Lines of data

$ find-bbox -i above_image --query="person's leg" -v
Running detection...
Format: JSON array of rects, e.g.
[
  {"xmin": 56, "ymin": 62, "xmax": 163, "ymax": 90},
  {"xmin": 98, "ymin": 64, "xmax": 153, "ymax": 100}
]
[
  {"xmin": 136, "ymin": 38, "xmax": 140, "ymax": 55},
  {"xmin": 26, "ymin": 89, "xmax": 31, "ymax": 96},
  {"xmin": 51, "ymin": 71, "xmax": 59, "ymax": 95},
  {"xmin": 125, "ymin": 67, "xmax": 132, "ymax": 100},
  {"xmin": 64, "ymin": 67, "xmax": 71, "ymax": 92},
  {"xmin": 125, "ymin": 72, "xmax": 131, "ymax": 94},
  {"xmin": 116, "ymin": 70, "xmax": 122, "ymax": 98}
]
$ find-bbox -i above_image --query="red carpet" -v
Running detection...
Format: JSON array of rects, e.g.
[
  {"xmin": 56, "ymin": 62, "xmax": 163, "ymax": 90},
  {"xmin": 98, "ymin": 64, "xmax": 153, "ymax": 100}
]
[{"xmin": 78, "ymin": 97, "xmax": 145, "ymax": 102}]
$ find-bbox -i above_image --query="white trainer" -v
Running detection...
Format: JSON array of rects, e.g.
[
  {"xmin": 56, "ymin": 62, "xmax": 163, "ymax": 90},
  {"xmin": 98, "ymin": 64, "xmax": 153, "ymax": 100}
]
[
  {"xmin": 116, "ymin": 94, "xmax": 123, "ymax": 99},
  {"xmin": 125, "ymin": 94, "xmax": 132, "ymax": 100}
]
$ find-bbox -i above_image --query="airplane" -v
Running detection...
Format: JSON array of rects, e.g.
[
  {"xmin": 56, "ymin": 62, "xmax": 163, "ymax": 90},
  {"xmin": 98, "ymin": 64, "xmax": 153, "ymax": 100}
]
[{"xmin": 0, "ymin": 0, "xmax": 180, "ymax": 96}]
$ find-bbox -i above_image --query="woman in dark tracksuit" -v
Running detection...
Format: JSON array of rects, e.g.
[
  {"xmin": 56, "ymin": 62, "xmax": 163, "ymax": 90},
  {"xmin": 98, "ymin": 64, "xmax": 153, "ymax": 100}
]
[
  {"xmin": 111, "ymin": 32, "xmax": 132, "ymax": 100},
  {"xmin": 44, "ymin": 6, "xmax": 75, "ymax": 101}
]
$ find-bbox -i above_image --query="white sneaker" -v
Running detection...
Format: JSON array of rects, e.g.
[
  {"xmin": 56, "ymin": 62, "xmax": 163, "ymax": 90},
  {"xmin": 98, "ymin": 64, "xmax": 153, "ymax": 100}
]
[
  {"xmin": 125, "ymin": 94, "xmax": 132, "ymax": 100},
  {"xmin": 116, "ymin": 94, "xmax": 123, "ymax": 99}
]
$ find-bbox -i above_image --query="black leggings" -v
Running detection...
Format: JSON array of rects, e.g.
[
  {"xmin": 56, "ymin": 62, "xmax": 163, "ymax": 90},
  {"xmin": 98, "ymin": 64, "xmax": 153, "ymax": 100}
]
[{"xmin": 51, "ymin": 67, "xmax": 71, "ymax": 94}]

## [To be done]
Gather every line of the data above that contains the string "white", and copy each one out. Case counts.

## [Final result]
$ find-bbox -i above_image --query="white trainer" -v
$ find-bbox -i above_image --query="white sneaker" -v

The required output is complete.